**Task 1**
Retype the part of the retirement plan description from "Plan Administration —" up to and including "from Plan assets.".

**Given passage**
§ §

The Plan — The Plan is a defined contribution plan that is designed to provide retirement benefits to substantially all employees of Tropical Shipping USA, LLC, and employees of certain affiliated companies (collectively referred to as the “Company”). The funds of the Plan are held for safekeeping and investment by the Birdsall, Inc. Retirement Savings Plan Trust (the “Trust”). The Plan is subject to the provisions of the Employee Retirement Income Security Act of 1974 (“ERISA”).
Plan Administration — Authority to control and manage the operation and administration of the Plan is vested in a committee appointed by the Board of Directors of the Company. The Vanguard Fiduciary Trust Company (“VFTC”) acts as trustee for the Trust and holds the investments of the Plan under the terms of a trust agreement. The VFTC also acts as investment manager for certain assets of the Plan. Administrative expenses associated with the operation of the Plan are paid from Plan assets.

§ §

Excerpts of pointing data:
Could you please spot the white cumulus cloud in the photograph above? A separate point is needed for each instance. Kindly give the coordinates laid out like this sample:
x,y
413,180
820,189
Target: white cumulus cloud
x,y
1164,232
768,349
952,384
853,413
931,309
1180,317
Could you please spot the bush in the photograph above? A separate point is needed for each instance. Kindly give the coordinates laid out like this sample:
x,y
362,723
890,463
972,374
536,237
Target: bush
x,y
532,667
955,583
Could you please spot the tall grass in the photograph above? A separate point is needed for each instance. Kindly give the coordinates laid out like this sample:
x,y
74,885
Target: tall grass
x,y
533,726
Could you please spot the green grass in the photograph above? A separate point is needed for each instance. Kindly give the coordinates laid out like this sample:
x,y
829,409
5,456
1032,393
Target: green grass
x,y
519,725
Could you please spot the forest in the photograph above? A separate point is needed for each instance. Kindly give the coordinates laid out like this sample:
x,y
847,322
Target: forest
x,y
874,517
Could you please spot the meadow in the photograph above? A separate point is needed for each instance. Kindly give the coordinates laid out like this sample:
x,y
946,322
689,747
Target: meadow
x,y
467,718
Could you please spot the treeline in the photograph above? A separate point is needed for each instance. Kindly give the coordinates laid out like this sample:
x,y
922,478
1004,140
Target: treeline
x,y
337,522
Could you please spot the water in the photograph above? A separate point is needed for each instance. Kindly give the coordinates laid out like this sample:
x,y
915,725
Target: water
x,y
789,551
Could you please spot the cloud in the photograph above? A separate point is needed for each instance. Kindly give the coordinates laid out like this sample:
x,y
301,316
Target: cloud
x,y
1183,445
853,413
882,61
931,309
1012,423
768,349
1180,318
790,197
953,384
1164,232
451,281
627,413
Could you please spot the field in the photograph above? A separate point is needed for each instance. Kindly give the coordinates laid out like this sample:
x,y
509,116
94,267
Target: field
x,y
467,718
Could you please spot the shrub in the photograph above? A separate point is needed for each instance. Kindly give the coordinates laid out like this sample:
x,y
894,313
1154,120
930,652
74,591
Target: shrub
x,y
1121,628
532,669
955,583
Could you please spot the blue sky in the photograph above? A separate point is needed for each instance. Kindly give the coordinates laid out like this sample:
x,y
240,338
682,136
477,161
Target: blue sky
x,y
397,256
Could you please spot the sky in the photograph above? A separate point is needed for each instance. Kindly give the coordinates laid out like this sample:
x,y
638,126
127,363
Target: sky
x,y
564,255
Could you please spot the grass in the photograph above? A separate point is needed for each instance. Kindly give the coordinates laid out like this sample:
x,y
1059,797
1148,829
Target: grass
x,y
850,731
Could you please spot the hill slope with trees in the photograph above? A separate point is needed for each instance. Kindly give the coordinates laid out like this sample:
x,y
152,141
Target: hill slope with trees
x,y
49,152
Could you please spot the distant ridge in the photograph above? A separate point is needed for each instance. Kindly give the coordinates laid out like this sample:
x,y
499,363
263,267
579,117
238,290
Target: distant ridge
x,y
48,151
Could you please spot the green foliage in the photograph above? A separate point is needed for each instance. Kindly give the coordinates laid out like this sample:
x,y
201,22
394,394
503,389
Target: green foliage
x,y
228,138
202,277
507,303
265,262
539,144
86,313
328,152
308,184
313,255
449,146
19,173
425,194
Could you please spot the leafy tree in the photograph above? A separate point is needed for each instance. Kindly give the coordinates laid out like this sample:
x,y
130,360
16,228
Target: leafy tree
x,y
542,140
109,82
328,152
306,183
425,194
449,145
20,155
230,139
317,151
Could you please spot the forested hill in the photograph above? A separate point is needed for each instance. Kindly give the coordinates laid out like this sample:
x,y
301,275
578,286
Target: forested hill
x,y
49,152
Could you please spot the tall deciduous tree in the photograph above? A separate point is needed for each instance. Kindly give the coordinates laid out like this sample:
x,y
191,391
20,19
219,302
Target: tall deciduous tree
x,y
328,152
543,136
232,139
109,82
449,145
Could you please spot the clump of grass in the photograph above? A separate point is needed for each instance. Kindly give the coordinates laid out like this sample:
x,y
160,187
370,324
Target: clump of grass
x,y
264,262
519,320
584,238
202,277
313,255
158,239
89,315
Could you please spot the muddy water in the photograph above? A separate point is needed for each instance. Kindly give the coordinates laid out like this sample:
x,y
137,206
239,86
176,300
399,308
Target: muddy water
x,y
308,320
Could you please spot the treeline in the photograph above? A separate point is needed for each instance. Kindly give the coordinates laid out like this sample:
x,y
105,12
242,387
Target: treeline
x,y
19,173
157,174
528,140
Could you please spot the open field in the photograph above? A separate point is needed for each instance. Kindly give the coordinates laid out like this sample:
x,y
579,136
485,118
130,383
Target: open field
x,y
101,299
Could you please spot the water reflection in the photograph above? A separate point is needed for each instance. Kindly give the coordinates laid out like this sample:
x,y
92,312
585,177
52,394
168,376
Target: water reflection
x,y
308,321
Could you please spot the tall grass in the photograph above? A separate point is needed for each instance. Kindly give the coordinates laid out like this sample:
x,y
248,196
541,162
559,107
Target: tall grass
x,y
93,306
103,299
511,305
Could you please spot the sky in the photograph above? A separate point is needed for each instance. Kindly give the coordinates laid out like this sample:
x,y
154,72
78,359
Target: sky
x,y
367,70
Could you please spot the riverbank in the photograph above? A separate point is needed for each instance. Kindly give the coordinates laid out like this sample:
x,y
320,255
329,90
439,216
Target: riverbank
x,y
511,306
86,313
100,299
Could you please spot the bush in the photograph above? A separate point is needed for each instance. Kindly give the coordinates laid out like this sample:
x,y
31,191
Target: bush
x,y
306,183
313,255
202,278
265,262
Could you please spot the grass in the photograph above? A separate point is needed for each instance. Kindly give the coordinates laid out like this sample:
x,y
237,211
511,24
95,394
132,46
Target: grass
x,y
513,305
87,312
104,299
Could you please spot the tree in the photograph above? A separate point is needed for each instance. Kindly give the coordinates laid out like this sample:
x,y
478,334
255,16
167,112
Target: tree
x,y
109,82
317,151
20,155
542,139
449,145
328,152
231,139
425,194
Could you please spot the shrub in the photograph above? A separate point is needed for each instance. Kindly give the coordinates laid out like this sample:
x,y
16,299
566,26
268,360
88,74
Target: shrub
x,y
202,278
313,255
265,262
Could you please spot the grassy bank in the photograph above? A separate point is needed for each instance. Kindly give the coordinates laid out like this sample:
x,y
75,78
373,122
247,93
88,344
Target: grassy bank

§ §

**Task 2**
Repeat the lines of the records from the line containing "Could you please spot the grassy" through the last line of the records.

**Task solution 1**
Plan Administration — Authority to control and manage the operation and administration of the Plan is vested in a committee appointed by the Board of Directors of the Company. The Vanguard Fiduciary Trust Company (“VFTC”) acts as trustee for the Trust and holds the investments of the Plan under the terms of a trust agreement. The VFTC also acts as investment manager for certain assets of the Plan. Administrative expenses associated with the operation of the Plan are paid from Plan assets.

**Task solution 2**
Could you please spot the grassy bank in the photograph above? A separate point is needed for each instance. Kindly give the coordinates laid out like this sample:
x,y
75,78
373,122
247,93
88,344
Target: grassy bank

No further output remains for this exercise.